Copy out the portion of the Arduino motion detector article that opens with the words containing "We’re still not" and closes with "nicely into a library.", renaming "motion detector" to "proximity sensor" throughout.
— START OF SOURCE EXTRACT —
Hackaday Prize Entry: Magic Bit-Of-Wire Motion Detector Library For Arduino

We’re still not sure exactly how [connornishijima]’s motion detector works, though many readers offered plausible explanations in the comments the last time we covered it. It works well enough, though, and he’s gone and doubled down on the Arduino way and bundled it up nicely into a library.

In the previous article we covered [connor] demonstrating the motion detector. Something about the way the ADC circuit for the Arduino is wired up makes it work. The least likely theory so far involves life force, or more specifically, the Force… from Star Wars. The most likely theories are arguing between capacitance and electrostatic charge.

Either way, it was reliable enough a phenomenon that he put the promised time in and wrote a library. There’s even documentation on the GitHub. To initialize the library simply tell it which analog pin is hooked up, what the local AC frequency is (so its noise can be filtered out), and a final value that tells the Arduino how long to average values before reporting an event.
— END OF SOURCE EXTRACT —
— START OF RECORD EXCERPTS —
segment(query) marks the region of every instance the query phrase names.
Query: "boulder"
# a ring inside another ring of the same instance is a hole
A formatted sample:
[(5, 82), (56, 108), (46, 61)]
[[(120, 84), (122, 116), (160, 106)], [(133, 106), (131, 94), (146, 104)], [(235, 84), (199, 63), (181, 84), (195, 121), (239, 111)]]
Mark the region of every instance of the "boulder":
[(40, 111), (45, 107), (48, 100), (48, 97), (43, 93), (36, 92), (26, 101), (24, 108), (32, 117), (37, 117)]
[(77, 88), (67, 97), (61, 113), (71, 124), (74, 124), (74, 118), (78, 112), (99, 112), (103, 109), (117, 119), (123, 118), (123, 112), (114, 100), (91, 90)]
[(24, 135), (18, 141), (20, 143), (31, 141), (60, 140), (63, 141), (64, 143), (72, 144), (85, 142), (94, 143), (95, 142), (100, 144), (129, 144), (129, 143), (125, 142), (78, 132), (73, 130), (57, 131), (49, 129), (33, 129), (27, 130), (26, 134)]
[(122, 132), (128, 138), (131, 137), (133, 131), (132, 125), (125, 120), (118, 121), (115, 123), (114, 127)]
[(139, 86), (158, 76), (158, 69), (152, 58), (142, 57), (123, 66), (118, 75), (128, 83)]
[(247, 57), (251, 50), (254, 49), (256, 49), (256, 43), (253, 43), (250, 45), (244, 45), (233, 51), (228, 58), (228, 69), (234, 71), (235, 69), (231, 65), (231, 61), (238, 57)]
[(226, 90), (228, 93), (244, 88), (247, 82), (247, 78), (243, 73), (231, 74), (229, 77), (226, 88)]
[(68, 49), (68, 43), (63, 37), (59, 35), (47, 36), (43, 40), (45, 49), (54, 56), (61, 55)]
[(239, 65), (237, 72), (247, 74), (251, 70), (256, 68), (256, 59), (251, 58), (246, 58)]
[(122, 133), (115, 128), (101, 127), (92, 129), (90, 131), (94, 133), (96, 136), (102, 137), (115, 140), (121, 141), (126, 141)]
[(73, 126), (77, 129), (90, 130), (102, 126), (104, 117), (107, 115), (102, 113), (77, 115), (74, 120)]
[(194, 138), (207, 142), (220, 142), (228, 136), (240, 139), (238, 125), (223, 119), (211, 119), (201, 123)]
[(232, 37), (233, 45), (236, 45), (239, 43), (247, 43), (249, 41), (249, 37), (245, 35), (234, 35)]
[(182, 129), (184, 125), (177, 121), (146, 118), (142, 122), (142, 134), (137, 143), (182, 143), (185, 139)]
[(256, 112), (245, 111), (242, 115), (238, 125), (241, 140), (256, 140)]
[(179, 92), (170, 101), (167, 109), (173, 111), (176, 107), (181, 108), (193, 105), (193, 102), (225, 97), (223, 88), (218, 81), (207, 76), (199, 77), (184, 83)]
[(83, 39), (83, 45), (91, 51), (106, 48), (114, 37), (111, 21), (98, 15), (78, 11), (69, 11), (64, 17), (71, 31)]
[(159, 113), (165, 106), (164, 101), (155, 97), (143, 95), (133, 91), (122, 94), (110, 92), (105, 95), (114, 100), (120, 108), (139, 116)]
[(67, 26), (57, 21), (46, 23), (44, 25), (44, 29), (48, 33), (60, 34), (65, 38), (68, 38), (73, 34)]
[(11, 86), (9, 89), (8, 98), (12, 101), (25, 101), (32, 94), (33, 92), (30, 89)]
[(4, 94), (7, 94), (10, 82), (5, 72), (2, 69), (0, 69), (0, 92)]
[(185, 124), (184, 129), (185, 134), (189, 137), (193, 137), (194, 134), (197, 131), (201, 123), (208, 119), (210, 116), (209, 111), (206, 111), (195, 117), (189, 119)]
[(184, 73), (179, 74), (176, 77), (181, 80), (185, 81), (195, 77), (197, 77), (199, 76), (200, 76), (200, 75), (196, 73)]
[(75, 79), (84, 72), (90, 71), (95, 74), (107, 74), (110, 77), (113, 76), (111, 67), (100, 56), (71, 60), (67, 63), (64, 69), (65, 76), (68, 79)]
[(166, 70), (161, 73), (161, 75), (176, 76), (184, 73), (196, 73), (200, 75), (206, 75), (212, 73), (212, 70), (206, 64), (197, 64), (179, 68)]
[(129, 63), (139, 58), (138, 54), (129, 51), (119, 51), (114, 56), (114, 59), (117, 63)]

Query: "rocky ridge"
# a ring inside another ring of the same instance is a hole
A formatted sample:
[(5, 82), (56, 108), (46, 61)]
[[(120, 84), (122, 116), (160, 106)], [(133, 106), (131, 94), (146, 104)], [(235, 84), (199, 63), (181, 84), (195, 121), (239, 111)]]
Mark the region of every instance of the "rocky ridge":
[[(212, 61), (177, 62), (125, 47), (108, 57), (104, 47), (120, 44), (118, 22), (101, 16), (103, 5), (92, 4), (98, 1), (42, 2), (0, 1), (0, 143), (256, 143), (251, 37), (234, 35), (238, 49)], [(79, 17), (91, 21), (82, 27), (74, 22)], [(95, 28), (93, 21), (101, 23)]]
— END OF RECORD EXCERPTS —
_RESPONSE FOR THIS EXERCISE_
We’re still not sure exactly how [connornishijima]’s proximity sensor works, though many readers offered plausible explanations in the comments the last time we covered it. It works well enough, though, and he’s gone and doubled down on the Arduino way and bundled it up nicely into a library.